■ Task goal
Determine the count of lines in the following entries that contain the string "below". Write only the number.

**** Material supplied ****

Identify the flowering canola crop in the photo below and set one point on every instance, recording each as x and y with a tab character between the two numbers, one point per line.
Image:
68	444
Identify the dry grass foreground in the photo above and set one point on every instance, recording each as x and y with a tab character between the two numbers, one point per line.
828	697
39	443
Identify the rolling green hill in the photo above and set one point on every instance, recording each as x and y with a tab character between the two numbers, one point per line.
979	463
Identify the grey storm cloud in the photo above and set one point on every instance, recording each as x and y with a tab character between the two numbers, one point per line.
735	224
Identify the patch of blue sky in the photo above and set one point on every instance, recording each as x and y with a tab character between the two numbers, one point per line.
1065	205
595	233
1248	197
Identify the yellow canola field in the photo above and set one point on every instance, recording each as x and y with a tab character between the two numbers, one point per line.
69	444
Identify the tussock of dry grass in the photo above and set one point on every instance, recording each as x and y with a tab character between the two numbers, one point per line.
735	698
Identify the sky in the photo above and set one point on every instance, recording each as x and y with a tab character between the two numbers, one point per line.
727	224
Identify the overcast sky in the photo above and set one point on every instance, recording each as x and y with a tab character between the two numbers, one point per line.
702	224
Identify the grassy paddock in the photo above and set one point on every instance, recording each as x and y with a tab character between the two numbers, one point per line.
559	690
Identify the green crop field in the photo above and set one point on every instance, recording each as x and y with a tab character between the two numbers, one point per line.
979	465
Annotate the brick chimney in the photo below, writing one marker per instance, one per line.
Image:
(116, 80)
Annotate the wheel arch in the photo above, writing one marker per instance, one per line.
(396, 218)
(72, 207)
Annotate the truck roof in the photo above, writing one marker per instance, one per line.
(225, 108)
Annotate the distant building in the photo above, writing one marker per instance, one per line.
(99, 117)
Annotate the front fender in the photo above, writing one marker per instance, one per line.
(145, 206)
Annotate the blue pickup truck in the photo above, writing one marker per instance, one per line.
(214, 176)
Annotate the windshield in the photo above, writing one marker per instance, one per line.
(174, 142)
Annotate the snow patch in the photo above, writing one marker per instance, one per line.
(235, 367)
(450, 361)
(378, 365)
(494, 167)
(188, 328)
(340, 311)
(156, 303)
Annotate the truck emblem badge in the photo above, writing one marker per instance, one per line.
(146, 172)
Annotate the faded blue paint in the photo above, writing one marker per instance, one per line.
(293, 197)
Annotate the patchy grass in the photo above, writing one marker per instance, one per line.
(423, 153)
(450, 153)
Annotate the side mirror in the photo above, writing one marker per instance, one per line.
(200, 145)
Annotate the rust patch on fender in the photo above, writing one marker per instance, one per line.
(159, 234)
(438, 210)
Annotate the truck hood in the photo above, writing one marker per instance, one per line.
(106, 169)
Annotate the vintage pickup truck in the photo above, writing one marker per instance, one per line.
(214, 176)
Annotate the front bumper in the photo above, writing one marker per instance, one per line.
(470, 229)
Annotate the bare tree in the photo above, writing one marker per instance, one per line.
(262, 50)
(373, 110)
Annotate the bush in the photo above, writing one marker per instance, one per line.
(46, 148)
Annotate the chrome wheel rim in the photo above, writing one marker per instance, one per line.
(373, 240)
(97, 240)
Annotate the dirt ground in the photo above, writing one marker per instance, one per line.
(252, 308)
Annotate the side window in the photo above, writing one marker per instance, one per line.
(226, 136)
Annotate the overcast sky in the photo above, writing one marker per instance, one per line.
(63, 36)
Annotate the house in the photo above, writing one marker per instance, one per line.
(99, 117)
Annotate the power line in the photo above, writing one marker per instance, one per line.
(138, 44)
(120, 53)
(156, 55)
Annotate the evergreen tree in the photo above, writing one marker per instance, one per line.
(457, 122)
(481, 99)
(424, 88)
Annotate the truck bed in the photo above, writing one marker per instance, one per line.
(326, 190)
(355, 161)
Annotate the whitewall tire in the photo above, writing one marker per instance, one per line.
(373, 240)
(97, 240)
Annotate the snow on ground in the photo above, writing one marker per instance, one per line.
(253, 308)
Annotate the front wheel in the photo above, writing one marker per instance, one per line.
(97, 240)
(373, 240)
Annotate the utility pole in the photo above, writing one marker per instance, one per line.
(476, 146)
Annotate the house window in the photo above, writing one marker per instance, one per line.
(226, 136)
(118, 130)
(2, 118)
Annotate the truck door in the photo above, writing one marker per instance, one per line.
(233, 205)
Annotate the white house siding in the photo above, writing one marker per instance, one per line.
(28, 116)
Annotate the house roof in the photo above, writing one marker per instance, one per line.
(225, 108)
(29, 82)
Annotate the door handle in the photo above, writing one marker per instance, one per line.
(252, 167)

****

■ Reply
2